# Start of Records supplied

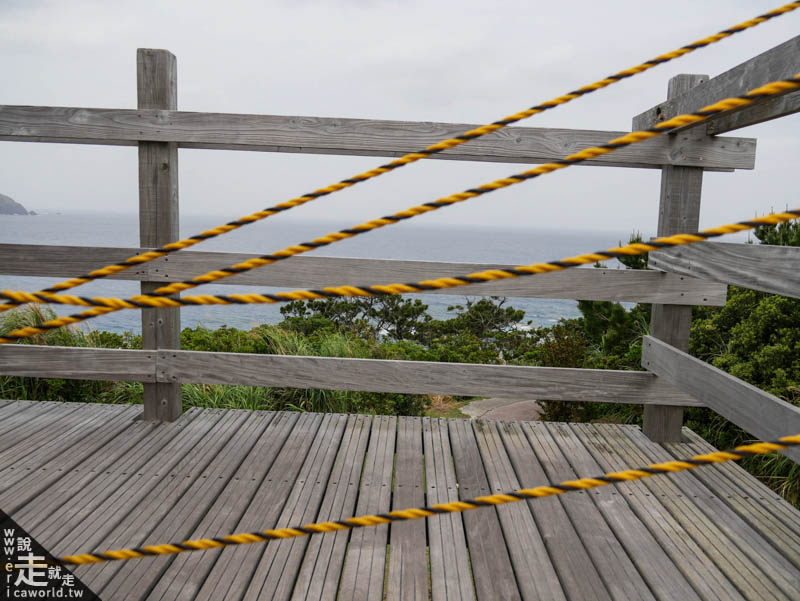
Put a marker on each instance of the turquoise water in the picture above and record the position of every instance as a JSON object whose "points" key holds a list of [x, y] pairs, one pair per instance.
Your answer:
{"points": [[408, 241]]}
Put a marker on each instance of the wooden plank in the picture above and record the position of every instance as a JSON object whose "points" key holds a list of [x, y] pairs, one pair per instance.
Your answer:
{"points": [[451, 579], [766, 564], [66, 428], [710, 534], [164, 502], [77, 363], [365, 562], [134, 580], [737, 478], [66, 447], [33, 450], [536, 575], [358, 137], [234, 567], [706, 578], [419, 377], [492, 570], [96, 511], [157, 88], [318, 579], [275, 575], [76, 466], [609, 556], [664, 578], [22, 416], [578, 574], [679, 211], [99, 476], [33, 424], [762, 517], [188, 572], [757, 266], [617, 285], [407, 578], [776, 63], [758, 412]]}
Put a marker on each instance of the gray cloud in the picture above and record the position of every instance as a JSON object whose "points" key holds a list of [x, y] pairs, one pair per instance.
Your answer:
{"points": [[465, 61]]}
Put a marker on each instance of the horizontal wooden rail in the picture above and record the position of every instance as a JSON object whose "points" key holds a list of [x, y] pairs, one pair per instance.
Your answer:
{"points": [[774, 269], [373, 375], [776, 63], [304, 272], [360, 137], [761, 414], [77, 363]]}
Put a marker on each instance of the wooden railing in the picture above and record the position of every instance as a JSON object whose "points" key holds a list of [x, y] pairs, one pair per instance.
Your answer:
{"points": [[673, 379]]}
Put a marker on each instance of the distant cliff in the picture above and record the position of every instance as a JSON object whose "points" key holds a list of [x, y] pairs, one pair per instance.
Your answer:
{"points": [[8, 206]]}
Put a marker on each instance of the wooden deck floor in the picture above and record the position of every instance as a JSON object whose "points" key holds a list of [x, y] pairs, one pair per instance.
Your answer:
{"points": [[81, 477]]}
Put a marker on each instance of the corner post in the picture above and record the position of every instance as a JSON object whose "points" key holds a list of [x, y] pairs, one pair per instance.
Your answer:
{"points": [[156, 86], [679, 211]]}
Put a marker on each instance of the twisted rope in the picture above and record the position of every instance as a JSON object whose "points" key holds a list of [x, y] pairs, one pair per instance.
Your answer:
{"points": [[538, 492], [103, 306], [397, 163]]}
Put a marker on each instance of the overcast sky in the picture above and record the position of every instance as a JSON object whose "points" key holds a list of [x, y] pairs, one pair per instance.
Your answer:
{"points": [[466, 61]]}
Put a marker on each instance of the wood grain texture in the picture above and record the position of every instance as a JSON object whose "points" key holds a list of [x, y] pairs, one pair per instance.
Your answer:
{"points": [[536, 573], [234, 568], [617, 569], [318, 579], [77, 363], [359, 137], [678, 211], [192, 507], [365, 564], [757, 266], [492, 570], [748, 551], [757, 412], [157, 88], [777, 63], [666, 582], [417, 377], [451, 578], [579, 576], [617, 285], [407, 577], [95, 479], [706, 578], [279, 566], [188, 572]]}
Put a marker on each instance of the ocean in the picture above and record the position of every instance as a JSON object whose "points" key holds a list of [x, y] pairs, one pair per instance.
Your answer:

# End of Records supplied

To be done ▸ Reproduce all of the pointing records above word for word, omitting the pictures.

Expected answer ▸
Put a marker on each instance of the turquoise water in the picture above and record the position of every instance as a JSON object whose "points" key holds a list of [x, y] pairs, one pair per instance.
Your answer:
{"points": [[408, 241]]}
Put a marker on each instance of the wooden plank in the picture above and record the position of every instance as a JSON object whose "points" key holds a list of [x, y] pairs, one pair per instance.
Your answer:
{"points": [[451, 579], [766, 564], [66, 428], [710, 534], [164, 502], [77, 363], [365, 562], [134, 580], [737, 478], [66, 447], [33, 450], [536, 575], [358, 137], [234, 567], [706, 578], [419, 377], [492, 570], [96, 511], [157, 88], [318, 579], [275, 575], [76, 466], [609, 556], [664, 578], [22, 416], [578, 574], [679, 211], [99, 476], [33, 424], [762, 517], [188, 572], [757, 266], [617, 285], [407, 578], [776, 63], [758, 412]]}
Put a marker on each instance of the gray cloud in the picture above and record the position of every instance as a JSON object whose "points" key holds a list of [x, y] pairs, one pair per instance.
Your answer:
{"points": [[465, 61]]}
Put a marker on each instance of the horizontal wooden rail in the picture above and record the position of every instance as a JSON object whose "points" key holds a list of [x, y] pairs, one pair per instance.
Your answer:
{"points": [[774, 269], [373, 375], [776, 63], [304, 272], [360, 137], [761, 414], [77, 363]]}
Put a marker on each instance of the wooden railing in the picture above and record the position of every instance as a JSON object whose "points" key holds a list of [x, y] pairs, one pair per instance.
Your answer:
{"points": [[673, 379]]}
Put a marker on each instance of the distant cliff in the picture above and record the position of every instance as a JSON object whose "points" key holds a list of [x, y] pairs, one pair per instance.
Your answer:
{"points": [[8, 206]]}
Put a marker on each instance of the wooden deck floor in the picture above and record the position of every instance as a JSON object whose "points" key holds a list of [x, y] pairs, one pair per instance.
Your answer:
{"points": [[81, 477]]}
Put a marker on each instance of the corner post in the picture above and record the position of every instance as a JSON object whose "points" key holds a list of [x, y] pairs, one pair per instance.
Your answer:
{"points": [[156, 86], [679, 211]]}
Put a marker on each instance of the twisted rope in the picture above and record the position of every instance as a JSON object whose "points" key holds a list of [x, y] pairs, one pair per instance.
Your answer:
{"points": [[538, 492], [103, 306], [397, 163]]}
Put a marker on each instance of the overcast sky in the picture above and record the position of every instance as a JSON object whose "points" key holds a list of [x, y] pairs, one pair per instance.
Your answer:
{"points": [[466, 61]]}
Put a marker on each instance of the wood grain texture in the picture above and record the position of every instance as a JSON object whose "points" key holds a list of [x, y] pairs, one pair per instance.
Your answer:
{"points": [[536, 573], [234, 568], [617, 569], [318, 579], [77, 363], [359, 137], [678, 211], [192, 507], [365, 564], [757, 266], [492, 570], [748, 551], [757, 412], [157, 88], [777, 63], [666, 582], [417, 377], [451, 578], [579, 576], [617, 285], [407, 577], [95, 479], [706, 578], [279, 566], [188, 572]]}
Put a marker on each instance of the ocean in the picture above and record the position of every instance as a JSON object whose "points" key holds a list of [x, y] pairs, one pair per instance.
Your answer:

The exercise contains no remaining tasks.